*About this exercise*. Locate the word "window" in the data below, then copy every line that holds it.
Segment Start: Extracted entries
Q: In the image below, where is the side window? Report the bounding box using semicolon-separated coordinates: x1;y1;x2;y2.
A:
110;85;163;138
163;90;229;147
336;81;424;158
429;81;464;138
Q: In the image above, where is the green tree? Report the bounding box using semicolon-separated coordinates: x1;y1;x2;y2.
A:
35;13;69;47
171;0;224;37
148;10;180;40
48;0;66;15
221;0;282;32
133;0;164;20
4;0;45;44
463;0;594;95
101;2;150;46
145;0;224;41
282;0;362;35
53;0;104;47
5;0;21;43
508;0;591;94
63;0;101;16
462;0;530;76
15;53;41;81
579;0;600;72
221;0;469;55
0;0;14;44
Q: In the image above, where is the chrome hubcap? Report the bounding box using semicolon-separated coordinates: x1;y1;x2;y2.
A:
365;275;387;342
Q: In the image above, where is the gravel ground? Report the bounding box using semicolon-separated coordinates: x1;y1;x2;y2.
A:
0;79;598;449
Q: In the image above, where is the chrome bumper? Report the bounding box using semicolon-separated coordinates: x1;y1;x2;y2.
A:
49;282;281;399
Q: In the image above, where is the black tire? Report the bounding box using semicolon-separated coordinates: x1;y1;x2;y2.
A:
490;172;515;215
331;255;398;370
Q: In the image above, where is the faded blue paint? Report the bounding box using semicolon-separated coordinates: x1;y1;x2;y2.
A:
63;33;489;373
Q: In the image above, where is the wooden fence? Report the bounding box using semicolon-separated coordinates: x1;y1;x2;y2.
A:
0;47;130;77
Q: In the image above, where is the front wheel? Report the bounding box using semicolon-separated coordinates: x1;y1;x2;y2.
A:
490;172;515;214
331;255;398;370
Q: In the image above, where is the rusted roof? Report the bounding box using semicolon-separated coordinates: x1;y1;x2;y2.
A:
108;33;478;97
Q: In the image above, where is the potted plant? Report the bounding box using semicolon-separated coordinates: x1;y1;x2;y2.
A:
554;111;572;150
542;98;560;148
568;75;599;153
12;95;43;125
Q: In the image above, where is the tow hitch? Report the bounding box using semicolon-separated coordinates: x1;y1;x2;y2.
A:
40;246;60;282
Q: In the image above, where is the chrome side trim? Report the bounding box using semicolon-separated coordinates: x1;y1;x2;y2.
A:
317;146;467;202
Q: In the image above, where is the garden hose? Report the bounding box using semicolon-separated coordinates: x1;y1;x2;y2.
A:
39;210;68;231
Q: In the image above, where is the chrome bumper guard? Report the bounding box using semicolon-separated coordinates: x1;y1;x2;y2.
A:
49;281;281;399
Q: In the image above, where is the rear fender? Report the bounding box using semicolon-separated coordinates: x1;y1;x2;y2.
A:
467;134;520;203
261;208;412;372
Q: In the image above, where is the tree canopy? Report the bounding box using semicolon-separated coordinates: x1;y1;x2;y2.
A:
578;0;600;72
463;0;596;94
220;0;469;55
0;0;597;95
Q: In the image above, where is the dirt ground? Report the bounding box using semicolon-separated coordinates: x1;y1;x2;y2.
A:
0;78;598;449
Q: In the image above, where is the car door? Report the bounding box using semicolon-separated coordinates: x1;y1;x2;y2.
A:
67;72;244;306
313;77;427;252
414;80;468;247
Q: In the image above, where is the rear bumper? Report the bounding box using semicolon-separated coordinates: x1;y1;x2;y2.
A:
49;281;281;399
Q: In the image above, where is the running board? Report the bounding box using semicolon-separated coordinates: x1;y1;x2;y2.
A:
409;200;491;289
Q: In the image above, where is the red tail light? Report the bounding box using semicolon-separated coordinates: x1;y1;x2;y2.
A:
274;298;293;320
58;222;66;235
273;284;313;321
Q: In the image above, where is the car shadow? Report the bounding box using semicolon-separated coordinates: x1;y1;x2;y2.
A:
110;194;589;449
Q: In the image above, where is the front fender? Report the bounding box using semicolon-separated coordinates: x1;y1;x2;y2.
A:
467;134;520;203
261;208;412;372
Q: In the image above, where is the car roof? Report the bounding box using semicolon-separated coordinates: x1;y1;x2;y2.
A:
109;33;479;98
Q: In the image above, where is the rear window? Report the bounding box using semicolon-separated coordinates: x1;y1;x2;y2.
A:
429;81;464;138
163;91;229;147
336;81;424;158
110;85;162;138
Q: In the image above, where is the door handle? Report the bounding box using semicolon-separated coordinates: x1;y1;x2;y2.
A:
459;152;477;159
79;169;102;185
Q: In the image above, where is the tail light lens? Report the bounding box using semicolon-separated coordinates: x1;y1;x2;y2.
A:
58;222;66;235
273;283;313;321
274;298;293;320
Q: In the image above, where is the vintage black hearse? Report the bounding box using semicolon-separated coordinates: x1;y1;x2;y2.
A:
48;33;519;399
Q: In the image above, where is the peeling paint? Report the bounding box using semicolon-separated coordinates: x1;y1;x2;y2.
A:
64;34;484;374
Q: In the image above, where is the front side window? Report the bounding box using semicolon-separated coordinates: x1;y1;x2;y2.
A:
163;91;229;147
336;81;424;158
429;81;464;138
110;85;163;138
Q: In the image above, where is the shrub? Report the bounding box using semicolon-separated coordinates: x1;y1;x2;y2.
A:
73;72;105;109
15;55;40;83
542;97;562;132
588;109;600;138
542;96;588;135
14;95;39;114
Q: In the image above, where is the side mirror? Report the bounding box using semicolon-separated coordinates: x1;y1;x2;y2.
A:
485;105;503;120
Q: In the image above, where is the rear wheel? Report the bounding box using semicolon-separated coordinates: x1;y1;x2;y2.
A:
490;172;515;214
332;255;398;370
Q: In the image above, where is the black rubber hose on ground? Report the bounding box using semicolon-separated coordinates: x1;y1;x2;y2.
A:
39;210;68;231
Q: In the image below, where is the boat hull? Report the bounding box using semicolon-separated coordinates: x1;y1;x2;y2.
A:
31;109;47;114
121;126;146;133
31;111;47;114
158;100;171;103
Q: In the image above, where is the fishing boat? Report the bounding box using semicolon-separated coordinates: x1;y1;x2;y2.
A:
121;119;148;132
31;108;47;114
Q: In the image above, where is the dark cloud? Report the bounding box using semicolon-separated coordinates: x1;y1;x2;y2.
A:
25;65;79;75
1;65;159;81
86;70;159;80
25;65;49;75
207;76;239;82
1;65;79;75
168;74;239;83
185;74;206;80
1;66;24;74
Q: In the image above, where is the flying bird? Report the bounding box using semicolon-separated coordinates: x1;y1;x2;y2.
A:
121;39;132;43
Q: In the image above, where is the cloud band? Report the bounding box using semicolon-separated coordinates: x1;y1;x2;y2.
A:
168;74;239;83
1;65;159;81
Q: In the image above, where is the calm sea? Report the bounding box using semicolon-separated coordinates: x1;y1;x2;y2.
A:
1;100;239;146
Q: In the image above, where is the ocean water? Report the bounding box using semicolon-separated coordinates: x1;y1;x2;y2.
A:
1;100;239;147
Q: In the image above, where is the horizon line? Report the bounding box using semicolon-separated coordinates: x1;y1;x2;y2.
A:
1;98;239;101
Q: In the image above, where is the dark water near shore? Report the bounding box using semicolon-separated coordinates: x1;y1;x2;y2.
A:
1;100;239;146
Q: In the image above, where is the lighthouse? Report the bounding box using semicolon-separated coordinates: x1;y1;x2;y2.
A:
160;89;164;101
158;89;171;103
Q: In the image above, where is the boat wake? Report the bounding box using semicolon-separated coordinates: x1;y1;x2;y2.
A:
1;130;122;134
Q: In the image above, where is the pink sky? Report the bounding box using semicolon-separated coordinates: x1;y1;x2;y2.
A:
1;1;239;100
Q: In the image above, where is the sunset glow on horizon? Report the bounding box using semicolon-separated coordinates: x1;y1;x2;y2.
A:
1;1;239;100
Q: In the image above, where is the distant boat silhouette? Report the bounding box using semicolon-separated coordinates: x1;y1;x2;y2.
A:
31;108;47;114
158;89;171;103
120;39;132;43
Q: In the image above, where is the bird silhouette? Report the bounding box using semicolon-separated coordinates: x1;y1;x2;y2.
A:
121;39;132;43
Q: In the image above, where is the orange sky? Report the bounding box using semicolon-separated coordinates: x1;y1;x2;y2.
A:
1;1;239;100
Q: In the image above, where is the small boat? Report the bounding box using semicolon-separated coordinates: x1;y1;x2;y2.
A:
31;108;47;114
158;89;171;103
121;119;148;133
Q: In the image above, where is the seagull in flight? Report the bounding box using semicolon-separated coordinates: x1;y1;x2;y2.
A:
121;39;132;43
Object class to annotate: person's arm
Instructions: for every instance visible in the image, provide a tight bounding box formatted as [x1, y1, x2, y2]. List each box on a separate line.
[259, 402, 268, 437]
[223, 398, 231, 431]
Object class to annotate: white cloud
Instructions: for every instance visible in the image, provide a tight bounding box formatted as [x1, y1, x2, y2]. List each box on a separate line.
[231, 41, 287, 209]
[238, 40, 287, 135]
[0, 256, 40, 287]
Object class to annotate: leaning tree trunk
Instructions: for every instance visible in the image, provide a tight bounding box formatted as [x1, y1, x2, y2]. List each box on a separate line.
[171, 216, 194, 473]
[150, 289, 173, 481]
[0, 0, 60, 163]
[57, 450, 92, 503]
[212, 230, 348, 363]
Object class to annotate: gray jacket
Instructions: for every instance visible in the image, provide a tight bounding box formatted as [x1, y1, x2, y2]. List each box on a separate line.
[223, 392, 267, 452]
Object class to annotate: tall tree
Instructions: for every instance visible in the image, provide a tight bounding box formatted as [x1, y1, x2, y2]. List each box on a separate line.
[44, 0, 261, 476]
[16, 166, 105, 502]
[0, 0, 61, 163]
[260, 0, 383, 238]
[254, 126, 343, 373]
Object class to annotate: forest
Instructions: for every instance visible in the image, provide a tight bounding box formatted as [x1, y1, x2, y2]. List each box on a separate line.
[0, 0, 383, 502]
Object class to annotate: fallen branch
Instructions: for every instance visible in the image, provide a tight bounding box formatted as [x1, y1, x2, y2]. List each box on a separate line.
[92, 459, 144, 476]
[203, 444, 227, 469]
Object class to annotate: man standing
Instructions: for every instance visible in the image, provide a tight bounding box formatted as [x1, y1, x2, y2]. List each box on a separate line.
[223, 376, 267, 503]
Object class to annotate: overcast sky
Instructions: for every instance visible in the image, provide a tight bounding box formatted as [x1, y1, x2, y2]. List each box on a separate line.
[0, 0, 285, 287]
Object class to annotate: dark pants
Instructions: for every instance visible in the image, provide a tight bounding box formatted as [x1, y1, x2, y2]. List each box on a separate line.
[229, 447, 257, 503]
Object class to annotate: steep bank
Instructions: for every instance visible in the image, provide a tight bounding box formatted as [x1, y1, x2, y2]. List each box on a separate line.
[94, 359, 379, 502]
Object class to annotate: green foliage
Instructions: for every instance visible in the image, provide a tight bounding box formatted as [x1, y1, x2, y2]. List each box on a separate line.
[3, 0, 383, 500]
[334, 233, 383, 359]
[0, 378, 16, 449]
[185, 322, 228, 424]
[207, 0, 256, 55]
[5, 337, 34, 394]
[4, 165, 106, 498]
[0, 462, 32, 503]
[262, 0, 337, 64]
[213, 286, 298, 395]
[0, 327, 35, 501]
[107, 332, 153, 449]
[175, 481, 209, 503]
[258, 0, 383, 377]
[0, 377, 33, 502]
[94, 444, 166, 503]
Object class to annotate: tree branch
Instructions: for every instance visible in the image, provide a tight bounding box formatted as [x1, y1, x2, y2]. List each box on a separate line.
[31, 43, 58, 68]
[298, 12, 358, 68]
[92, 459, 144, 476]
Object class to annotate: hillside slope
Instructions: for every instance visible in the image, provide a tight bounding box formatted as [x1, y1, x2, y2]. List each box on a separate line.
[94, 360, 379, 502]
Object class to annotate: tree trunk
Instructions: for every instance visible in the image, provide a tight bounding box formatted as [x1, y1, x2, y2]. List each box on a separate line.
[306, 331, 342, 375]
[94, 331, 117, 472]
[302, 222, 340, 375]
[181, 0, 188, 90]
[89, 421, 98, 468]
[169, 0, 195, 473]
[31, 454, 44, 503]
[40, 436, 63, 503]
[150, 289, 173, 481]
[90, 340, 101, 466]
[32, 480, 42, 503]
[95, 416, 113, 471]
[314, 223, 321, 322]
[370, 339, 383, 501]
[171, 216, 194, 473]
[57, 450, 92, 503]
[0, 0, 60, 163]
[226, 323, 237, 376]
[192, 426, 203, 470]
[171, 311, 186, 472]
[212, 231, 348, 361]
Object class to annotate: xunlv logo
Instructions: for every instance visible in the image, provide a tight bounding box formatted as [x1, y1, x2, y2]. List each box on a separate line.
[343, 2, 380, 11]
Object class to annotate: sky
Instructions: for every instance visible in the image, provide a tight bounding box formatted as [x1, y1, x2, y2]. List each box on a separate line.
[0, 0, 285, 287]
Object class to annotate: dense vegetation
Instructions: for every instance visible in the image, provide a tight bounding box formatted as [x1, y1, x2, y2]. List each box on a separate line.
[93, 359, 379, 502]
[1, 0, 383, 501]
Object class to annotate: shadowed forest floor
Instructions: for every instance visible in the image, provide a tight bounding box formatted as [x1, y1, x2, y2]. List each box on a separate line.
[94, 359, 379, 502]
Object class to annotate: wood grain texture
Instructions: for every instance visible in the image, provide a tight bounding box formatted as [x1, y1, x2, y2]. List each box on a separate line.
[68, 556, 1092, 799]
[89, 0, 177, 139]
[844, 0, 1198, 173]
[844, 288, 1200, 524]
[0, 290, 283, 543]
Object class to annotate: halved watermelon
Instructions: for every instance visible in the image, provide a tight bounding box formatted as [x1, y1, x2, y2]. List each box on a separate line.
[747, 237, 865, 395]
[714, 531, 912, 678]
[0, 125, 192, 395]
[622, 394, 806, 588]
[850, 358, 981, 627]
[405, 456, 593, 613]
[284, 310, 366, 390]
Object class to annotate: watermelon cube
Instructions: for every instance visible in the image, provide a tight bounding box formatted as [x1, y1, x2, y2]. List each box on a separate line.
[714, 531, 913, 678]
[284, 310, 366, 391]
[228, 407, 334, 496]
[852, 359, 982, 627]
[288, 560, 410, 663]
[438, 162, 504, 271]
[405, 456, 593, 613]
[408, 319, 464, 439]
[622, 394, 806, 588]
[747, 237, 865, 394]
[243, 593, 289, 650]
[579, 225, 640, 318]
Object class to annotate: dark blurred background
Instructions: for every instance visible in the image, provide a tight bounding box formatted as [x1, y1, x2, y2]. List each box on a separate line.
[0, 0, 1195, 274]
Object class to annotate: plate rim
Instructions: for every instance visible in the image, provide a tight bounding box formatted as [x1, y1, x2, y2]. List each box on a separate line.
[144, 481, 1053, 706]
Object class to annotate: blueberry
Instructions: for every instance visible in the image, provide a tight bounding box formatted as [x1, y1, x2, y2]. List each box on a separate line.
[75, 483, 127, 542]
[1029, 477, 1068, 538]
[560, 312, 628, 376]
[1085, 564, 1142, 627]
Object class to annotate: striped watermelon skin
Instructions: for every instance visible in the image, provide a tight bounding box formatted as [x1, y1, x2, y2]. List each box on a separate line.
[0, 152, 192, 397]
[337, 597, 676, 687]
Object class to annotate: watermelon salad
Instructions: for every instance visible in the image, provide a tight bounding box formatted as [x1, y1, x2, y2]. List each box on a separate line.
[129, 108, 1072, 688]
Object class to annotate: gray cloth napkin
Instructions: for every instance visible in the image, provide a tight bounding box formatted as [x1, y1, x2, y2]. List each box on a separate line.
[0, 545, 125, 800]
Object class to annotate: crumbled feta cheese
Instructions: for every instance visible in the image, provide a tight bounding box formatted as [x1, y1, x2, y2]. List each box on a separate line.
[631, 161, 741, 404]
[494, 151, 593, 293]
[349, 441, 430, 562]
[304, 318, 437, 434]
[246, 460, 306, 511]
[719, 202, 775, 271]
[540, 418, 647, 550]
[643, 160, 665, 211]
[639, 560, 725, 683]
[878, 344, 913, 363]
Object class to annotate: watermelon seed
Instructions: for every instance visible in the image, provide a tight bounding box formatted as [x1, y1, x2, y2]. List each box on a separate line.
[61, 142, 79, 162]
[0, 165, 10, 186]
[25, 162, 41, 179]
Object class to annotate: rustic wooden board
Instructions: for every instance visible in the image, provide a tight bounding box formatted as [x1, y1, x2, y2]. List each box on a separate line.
Segment End: Extracted entries
*The answer*.
Q: In the image below, where is the side window? Report the bounding box using semicolon-separated coordinates: x1;y1;x2;y2.
Q: In the image above, where is the rear window? Report the bounding box using semicolon-separated coordinates: x1;y1;x2;y2.
Q: In the image above, where is the front side window? Report the bounding box using semicolon-separated coordinates: x1;y1;x2;y2.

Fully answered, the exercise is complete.